▶ [ASSIGNMENT 1]:
Answer these questions from the interview excerpt:
(a) Which two hospitals did the team choose to embed in?
(b) Which interview subject is named first among the eloquent interviewees who explain the science and history?
(c) In what state is the Charleston Area Medical Center located?
▶ [ASSIGNMENT 2]: Quote the section of the interview excerpt that begins with the words "How does this" and ends with the words "or Mai Lai?".

▶ [SUPPLIED TEXT]:
It has been tricky. We made a conscious decision early-on that we were not going to try to cherry pick verité stories – profiles of individuals affected by cancer – in order to match them with particular elements of history or science. In other words, we were not going to have these stories simply act as illustrations, as you often see on the evening news or some kinds of cable documentaries. We wanted stories that were completely immersive; that gave viewers a sense of having glimpsed the full gamut of emotion and experience, which cancer patients must undergo. Most importantly, we wanted to immerse ourselves in some recognizable places to which we’d return throughout the series. So we chose two very different hospitals in which to embed for more than a year:  Johns Hopkins Kimmel Cancer Center and the Charleston Area Medical Center. We would get to know the doctors and staff very well and choose our stories from among the patients we happen to meet during our stay.

It was a risky gambit but I think it has paid off. While we had far less control over the kinds of stories we might tell, we had much, much deeper access to both patients and staff, and a real sense of having gotten to know a couple of fascinating cancer hospitals.

As far as weaving the science and history, we’ve been helped enormously by a set of extraordinarily eloquent interview subjects, starting with Sid Mukherjee himself, who are able to translate even the most complex science and give it historical context. It’s perhaps axiomatic that the more brilliant a scientist is, the less he or she has to resort to jargon, and we’re fortunate to have access to the world’s most brilliant cancer researchers.

 

Tell me about the crew you have assembled to produce a film of this magnitude.

If I’ve done anything right in this series, it is to assemble one of the strongest possible teams of storytellers, researchers, and technicians. From associate producers to field producers to editors, camera people, and directors, everyone is totally committed to the project and understands the unique possibility this series has to plough new ground in documentary film.

In addition, the cooperation we’ve received from the cancer field has been extraordinary. Both Johns Hopkins University Kimmel Cancer Center and the Charleston Area Medical Center in West Virginia have thrown open their doors and allowed us unfettered access to patients and staff. We’ve received that kind of cooperation everywhere we’ve gone – from Nobel prize-winning scientists to pharmaceutical industry executives, to doctors and nurses. It has been the first time in my career that people have been calling me to ask ‘how can I get into this film?’ and offering any assistance that they can provide. So that’s been amazing.

 

How does this film differ from previous projects you’ve done such as Makers (the first complete history of the modern women’s movement), Clinton or Mai Lai?

▶ [DATASET ENTRIES]:

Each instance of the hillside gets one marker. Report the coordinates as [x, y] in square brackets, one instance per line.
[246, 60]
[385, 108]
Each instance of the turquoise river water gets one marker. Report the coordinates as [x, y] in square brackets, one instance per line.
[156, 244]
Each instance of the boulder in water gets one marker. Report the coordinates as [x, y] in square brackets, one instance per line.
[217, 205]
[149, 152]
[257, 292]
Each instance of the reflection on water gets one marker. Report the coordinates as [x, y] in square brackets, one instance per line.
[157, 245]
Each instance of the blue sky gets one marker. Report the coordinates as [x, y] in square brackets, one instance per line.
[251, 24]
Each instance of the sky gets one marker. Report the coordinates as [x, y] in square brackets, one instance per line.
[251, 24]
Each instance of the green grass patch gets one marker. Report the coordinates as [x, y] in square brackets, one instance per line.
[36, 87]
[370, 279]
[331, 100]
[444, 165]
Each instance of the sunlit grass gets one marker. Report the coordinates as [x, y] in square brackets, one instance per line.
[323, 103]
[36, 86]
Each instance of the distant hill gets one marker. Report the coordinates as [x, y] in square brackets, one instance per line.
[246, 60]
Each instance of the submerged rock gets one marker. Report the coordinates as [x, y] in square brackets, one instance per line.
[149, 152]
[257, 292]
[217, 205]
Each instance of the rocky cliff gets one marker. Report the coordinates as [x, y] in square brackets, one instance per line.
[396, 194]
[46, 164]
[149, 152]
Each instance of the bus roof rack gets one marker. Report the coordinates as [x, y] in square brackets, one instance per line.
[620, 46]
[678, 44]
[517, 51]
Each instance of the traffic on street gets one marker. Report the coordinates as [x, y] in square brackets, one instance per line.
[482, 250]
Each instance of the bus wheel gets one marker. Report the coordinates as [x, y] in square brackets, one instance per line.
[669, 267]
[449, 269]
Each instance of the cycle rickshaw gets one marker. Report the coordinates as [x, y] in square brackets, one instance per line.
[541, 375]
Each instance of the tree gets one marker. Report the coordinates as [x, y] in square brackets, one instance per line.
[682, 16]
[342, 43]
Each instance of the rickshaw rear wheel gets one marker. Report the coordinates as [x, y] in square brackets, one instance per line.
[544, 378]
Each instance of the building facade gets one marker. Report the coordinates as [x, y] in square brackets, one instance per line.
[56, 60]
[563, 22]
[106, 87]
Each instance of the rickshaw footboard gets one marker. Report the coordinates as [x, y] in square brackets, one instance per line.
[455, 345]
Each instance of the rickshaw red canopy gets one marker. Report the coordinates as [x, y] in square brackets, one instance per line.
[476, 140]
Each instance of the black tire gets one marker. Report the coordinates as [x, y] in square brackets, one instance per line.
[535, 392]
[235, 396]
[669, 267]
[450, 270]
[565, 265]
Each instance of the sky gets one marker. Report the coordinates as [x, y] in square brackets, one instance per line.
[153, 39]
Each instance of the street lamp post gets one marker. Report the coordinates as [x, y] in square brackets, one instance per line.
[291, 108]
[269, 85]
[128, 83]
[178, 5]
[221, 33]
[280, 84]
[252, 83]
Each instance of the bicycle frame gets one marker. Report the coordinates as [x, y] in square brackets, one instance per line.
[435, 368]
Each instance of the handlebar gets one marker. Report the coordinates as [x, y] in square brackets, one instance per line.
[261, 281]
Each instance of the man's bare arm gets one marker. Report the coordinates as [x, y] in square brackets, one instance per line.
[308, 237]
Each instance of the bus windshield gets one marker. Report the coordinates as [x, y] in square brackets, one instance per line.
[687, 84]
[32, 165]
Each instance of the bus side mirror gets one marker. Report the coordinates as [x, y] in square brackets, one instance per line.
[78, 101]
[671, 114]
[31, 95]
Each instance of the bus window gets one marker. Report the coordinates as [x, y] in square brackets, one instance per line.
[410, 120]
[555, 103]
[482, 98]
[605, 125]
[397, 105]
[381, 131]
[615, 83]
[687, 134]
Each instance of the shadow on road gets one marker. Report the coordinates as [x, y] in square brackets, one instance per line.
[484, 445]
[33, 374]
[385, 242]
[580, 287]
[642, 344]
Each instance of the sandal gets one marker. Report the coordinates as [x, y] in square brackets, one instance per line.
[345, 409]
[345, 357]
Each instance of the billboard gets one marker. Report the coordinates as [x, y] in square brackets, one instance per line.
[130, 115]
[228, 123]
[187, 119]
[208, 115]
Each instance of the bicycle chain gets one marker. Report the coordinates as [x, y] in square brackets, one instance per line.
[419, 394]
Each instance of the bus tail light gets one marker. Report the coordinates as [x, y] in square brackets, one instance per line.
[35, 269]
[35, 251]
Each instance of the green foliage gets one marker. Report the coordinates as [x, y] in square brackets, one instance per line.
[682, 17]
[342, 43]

▶ [RESPONSE 1]:
(a) Johns Hopkins Kimmel Cancer Center and the Charleston Area Medical Center.
(b) Sid Mukherjee.
(c) West Virginia.

▶ [RESPONSE 2]:
How does this film differ from previous projects you’ve done such as Makers (the first complete history of the modern women’s movement), Clinton or Mai Lai?